■ Data entries ■

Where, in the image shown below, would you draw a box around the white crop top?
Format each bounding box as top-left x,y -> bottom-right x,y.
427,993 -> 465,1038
---
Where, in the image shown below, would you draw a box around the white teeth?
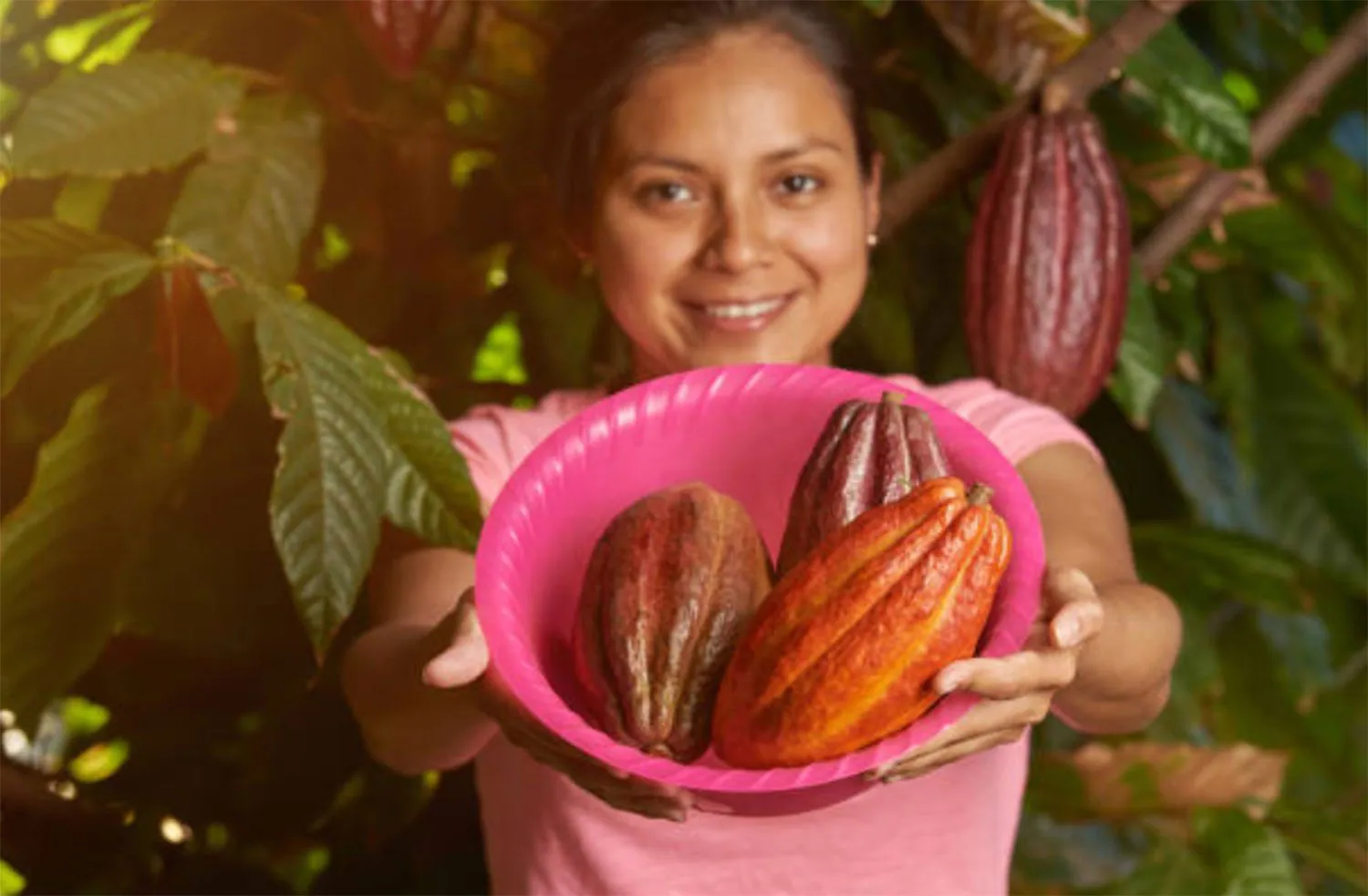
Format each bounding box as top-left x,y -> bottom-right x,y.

■ The request ■
Please reproduce the rows between the lines holding "white crop top?" and "427,993 -> 465,1038", inclusive, requests included, and scale every bounding-box coordinate in the answers by 0.4, rounding each to a whole number with halves going up.

■ The completed task ■
Where, in the image shown below, would you draw a box around the white crop top?
Format each bounding box as top-left x,y -> bottom-right x,y.
171,397 -> 186,415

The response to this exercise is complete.